* [Task description]
Pick out each line in the listing below that contains the string "backpack", and copy those lines.

* [Dataset records]
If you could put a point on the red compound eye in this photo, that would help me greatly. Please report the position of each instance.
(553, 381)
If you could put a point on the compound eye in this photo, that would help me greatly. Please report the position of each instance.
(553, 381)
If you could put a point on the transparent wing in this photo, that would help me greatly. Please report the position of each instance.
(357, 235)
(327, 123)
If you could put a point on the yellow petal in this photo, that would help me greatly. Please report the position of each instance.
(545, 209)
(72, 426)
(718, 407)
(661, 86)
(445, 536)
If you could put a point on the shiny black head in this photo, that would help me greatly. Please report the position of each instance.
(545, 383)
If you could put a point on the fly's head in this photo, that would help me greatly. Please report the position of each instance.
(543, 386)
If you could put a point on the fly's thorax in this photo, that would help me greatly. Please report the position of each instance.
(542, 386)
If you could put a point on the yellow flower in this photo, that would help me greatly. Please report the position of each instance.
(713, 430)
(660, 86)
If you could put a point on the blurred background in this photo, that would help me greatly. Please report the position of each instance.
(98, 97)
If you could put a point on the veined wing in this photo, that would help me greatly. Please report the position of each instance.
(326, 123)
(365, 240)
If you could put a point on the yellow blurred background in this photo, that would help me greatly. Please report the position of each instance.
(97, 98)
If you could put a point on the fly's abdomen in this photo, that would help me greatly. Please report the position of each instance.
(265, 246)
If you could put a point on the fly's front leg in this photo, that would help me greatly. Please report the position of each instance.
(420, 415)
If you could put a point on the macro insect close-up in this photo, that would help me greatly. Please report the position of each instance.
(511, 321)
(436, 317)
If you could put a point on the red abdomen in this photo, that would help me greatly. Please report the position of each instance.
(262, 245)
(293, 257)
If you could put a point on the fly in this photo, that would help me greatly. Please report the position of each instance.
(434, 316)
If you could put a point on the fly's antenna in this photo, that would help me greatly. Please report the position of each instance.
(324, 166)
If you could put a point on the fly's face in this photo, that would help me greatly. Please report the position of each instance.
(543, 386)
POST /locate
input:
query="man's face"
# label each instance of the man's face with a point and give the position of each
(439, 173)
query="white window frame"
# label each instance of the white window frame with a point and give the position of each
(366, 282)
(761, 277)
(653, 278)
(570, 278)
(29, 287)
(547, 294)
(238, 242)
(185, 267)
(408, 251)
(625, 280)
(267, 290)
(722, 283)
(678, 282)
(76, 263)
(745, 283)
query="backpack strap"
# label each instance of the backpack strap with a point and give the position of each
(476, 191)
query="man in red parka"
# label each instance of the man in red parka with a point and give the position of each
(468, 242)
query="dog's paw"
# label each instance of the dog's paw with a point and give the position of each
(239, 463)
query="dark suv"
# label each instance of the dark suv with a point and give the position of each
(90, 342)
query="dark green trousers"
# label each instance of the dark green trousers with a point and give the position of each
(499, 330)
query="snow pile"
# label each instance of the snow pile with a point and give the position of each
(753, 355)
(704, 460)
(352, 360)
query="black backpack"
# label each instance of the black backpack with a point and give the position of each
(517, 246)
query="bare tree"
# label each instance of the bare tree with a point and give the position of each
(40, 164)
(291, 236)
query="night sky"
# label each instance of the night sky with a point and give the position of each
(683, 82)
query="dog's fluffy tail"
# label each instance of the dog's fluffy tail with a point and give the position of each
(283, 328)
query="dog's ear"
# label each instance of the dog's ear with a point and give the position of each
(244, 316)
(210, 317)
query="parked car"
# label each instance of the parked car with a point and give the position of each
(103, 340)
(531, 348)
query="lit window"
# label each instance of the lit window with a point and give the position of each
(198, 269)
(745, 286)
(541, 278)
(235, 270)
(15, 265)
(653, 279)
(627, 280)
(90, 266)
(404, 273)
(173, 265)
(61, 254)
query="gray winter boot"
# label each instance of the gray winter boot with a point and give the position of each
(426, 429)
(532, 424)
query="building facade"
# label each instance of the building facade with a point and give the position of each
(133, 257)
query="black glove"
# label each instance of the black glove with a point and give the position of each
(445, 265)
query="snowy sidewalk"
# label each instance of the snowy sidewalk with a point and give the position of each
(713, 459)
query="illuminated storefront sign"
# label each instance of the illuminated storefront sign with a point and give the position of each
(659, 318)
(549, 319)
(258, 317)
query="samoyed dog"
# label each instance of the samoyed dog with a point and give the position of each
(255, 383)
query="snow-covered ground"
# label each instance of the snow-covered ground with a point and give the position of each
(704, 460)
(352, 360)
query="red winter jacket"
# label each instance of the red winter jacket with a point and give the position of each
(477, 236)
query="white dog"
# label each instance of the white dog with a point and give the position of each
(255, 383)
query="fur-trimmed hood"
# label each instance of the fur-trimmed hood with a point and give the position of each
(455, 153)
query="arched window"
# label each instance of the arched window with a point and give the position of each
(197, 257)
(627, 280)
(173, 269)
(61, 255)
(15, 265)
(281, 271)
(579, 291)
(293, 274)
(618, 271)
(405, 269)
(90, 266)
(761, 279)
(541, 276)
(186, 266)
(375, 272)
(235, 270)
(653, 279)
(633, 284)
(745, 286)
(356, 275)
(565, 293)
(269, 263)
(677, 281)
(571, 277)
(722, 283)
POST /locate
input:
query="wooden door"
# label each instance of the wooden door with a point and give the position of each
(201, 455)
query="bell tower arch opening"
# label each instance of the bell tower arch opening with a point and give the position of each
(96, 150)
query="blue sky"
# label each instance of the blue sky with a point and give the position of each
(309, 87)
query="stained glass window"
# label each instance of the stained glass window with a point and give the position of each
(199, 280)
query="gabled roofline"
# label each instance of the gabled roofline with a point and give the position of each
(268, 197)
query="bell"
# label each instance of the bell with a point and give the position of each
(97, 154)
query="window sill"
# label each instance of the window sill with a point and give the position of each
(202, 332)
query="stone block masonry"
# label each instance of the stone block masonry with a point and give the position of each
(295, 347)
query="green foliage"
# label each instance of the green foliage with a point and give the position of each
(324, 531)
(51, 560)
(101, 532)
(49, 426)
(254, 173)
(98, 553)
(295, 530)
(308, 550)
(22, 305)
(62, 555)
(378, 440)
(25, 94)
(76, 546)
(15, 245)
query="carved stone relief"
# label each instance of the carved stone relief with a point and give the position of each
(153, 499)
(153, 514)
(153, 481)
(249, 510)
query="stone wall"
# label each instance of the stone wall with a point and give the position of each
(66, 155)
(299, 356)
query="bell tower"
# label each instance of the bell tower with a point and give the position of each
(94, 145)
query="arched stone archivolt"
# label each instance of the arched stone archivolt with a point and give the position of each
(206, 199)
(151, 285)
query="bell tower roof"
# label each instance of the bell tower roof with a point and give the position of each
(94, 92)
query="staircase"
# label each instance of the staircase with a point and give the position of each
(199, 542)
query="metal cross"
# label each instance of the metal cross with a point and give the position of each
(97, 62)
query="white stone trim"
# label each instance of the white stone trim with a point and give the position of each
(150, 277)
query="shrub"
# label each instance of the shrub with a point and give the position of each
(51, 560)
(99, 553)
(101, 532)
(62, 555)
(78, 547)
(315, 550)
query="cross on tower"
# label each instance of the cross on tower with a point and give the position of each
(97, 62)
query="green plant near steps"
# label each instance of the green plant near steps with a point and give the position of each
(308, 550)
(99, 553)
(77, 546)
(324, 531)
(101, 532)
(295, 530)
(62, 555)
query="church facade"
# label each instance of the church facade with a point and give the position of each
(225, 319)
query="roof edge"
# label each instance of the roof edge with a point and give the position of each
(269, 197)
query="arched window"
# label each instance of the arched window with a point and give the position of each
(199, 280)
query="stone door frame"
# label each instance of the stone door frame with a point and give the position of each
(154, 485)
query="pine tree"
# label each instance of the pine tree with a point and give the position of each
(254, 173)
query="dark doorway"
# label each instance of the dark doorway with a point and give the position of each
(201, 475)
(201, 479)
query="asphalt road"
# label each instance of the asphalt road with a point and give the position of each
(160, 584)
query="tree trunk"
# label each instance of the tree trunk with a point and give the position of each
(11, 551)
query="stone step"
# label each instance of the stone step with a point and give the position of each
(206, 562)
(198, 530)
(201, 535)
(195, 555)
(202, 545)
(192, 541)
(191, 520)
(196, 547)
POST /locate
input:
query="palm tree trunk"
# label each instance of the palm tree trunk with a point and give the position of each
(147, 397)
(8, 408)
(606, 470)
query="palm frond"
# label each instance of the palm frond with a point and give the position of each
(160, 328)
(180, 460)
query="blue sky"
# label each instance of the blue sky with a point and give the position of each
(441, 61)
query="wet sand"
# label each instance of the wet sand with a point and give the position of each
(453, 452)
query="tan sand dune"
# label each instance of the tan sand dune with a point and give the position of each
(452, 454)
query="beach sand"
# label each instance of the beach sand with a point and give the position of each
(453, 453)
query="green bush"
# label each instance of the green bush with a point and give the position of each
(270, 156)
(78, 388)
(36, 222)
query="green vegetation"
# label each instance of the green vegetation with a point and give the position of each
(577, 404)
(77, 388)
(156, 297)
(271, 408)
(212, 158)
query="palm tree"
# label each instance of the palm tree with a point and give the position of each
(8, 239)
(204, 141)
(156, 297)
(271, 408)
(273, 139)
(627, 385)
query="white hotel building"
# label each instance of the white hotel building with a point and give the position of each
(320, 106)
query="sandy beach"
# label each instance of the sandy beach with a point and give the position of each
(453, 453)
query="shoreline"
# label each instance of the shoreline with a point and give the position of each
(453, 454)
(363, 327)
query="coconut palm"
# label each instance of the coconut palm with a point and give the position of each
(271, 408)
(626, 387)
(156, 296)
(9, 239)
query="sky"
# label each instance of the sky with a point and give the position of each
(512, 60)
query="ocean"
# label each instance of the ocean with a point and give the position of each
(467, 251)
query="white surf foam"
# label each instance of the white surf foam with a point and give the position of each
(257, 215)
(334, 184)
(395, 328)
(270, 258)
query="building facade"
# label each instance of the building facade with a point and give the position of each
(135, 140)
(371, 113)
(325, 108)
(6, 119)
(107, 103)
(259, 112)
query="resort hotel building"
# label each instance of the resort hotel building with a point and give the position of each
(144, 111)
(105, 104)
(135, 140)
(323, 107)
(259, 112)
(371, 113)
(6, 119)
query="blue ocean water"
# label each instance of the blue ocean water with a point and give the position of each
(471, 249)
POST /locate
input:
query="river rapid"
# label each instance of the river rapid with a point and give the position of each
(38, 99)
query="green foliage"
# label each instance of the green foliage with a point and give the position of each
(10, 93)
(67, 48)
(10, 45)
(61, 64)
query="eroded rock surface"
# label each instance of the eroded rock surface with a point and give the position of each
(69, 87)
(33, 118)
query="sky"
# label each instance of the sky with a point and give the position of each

* [Task response]
query="backpack strap"
# label each instance of the backpack strap with a point and give the position of each
query="black backpack"
# label each instance of the black backpack with a point and give the position of each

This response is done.